Culture
Per fare un manager ci vuole un fiore. Parola di Niccolò Branca


Come è possibile dedicarsi seriamente alla ricerca spirituale continuando a vivere una vita attiva? Come si può conciliare il silenzio dell'interiorità con il frastuono dell'azione? Dove è l'equilibrio tra l'anelito alla semplificazione e l'imperiosa richiesta di creare del reddito? Qual è la strada per rinunciare all'ego, senza per questo rinunciare all'Essere? Decidere di assumere la direzione di un'azienda è una scelta compatibile con la pratica della meditazione? Niccolò Branca sostiene che queste domande hanno una risposta concreta e a portata di mano: la soluzione è paradossale, fondere gli opposti dell'equazione mediante lo sviluppo della coscienza e dell'autoconsapevolezza. In Per fare un manager ci vuole un fiore - Come la meditazione ha cambiato me e l’azienda (in libreria per Mondadori), Branca ha il coraggio di sfidare il dogma occidentale del profitto infinito, senza sostituirlo con altri obiettivi utopici di tipo spirituale. In una società complessa come la nostra la sfida sta proprio nel riuscire ad applicare la consapevolezza, sviluppata grazie alla meditazione, per creare sì profitto ma un profitto che abbia come suo fondamento e corollario la felicità e il miglioramento delle condizioni di vita di tutte le persone coinvolte nel processo produttivo.
L'AUTORE - Niccolò Branca è presidente e amministratore delegato della holding del Gruppo Branca International S.p.A. dal 1999. A partire dai primi anni Novanta si dedica alla pratica meditativa che lo porta a integrare dimensioni umanistiche all'interno di una leadership imprenditoriale.

Sfida -> Riscrivi il tratto del brano su Niccolò Branca da "L'AUTORE - Niccolò" fino a "una leadership imprenditoriale.", cambiando "pratica meditativa" in "pratica contemplativa". I dati non hanno alcun legame con il brano.

Dati ->
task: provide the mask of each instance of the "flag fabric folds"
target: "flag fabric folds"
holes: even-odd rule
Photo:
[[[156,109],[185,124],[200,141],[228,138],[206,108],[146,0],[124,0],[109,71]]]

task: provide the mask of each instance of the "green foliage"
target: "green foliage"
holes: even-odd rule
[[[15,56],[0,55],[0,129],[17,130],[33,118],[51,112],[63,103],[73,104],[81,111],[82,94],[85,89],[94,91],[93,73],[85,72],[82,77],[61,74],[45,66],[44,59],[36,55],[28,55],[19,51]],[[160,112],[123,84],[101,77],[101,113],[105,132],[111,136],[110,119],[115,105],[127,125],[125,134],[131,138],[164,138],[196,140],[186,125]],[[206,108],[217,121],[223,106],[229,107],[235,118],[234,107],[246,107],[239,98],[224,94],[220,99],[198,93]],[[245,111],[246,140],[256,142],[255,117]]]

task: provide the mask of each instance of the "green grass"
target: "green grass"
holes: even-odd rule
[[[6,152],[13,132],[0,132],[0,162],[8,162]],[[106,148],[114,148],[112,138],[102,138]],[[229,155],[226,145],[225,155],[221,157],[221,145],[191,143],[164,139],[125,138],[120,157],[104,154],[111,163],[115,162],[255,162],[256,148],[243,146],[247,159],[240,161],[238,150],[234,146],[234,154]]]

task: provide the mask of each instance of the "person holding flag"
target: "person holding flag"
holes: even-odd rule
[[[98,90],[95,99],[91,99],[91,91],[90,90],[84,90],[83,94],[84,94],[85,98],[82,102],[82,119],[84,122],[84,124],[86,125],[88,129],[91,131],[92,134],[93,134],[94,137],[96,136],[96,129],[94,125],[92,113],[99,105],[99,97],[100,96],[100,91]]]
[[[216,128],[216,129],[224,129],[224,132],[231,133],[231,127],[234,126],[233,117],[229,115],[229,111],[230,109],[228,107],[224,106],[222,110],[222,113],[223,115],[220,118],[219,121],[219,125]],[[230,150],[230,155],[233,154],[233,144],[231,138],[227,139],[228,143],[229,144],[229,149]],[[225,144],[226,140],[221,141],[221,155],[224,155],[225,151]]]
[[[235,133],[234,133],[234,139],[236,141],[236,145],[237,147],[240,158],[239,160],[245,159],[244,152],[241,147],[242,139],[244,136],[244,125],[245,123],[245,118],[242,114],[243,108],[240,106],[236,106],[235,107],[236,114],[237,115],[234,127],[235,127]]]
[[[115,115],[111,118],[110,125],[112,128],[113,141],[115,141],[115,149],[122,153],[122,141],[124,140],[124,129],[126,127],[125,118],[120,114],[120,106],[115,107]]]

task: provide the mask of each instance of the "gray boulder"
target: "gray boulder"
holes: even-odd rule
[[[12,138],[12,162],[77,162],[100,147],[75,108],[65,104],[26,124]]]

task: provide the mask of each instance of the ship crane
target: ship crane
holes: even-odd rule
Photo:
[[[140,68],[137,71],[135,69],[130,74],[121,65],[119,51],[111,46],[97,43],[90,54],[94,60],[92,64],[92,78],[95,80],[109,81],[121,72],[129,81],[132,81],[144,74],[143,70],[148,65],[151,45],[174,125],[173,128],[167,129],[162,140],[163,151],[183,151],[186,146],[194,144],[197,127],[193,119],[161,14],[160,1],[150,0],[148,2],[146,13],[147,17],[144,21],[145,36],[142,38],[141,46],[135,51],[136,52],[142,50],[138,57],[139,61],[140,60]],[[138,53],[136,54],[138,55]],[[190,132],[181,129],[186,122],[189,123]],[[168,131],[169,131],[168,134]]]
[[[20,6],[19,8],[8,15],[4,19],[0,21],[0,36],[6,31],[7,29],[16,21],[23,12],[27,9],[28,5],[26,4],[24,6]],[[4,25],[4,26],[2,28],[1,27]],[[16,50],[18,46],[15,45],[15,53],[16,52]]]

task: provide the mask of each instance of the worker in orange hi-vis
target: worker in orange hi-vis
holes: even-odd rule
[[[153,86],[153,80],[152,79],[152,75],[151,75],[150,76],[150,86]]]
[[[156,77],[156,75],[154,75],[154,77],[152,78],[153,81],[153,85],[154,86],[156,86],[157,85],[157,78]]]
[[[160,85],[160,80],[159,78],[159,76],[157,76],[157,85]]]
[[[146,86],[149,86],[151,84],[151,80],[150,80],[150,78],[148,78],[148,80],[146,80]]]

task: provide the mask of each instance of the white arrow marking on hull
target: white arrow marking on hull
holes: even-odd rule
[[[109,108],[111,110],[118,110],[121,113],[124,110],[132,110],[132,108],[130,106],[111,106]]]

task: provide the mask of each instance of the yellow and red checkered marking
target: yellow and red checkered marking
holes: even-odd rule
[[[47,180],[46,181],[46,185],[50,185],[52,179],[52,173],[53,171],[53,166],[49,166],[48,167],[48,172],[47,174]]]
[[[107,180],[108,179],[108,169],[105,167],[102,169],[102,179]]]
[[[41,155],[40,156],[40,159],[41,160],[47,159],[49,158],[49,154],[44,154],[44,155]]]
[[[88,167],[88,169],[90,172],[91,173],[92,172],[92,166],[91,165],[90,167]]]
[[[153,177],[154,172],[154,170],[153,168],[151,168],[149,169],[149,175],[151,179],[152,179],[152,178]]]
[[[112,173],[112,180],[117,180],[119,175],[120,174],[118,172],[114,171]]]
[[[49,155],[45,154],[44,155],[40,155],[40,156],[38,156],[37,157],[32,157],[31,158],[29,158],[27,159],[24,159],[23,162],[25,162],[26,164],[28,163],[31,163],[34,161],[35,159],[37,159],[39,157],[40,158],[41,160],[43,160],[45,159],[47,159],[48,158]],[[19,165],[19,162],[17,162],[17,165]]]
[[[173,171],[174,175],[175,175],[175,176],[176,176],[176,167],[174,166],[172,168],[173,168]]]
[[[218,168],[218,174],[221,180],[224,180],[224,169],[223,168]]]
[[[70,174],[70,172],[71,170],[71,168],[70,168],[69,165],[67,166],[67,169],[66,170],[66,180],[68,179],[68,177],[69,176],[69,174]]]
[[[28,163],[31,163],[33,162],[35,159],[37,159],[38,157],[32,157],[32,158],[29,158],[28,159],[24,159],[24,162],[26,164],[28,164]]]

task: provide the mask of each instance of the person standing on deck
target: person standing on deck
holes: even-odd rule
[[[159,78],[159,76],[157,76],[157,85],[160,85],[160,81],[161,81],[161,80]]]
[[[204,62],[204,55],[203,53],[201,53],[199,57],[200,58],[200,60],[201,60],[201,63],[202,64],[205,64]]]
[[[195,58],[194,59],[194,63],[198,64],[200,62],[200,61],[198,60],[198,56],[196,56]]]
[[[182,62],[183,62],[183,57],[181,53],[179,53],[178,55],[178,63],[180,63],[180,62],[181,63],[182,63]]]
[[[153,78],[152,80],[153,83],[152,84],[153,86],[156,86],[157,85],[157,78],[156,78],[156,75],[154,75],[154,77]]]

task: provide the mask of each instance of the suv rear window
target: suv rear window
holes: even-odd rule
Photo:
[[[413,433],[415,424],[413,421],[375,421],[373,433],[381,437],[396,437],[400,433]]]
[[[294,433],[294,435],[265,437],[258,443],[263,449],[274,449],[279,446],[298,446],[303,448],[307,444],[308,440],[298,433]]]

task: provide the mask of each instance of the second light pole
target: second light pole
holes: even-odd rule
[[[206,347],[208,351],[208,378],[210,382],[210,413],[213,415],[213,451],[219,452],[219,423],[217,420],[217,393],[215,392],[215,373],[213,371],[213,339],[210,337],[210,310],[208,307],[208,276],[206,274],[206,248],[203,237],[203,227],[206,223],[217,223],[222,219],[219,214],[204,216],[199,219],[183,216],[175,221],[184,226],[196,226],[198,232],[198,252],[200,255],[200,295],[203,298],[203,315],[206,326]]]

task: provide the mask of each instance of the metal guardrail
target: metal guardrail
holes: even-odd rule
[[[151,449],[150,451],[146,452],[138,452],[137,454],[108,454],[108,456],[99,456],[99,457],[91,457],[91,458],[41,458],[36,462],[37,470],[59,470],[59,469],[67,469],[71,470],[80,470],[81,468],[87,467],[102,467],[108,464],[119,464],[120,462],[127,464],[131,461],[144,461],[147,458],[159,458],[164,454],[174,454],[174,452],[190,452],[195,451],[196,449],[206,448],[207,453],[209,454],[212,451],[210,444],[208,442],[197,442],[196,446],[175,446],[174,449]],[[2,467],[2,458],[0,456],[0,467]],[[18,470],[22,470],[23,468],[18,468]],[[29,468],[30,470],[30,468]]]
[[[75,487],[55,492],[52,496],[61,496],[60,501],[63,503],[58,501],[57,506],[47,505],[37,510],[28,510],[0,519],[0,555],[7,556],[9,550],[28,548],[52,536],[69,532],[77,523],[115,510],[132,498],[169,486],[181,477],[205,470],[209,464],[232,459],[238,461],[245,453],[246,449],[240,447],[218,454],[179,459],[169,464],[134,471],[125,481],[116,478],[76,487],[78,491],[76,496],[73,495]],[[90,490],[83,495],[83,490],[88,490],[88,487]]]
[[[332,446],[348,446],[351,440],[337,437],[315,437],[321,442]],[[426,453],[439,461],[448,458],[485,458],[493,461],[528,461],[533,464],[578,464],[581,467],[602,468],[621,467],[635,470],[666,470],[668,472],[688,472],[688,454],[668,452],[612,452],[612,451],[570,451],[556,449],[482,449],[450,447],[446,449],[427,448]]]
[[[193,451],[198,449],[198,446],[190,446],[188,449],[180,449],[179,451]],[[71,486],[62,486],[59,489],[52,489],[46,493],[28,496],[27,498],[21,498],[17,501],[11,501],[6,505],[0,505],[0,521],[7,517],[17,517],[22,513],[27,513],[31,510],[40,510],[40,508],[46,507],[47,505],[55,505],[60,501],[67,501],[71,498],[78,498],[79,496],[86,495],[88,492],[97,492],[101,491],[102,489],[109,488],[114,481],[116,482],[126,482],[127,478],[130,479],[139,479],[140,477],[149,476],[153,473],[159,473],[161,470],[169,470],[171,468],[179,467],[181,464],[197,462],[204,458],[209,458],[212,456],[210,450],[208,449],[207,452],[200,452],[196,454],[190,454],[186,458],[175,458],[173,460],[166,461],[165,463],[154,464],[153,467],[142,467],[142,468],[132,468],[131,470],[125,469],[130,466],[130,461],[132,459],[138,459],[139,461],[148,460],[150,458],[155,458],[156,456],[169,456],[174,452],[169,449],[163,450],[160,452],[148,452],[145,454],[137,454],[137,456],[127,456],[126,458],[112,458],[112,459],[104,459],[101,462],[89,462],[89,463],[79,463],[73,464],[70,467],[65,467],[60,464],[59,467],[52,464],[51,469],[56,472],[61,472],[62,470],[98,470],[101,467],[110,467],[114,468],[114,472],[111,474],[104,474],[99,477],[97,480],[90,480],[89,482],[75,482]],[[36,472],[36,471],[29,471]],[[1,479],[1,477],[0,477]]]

La risposta ->
L'AUTORE - Niccolò Branca è presidente e amministratore delegato della holding del Gruppo Branca International S.p.A. dal 1999. A partire dai primi anni Novanta si dedica alla pratica contemplativa che lo porta a integrare dimensioni umanistiche all'interno di una leadership imprenditoriale.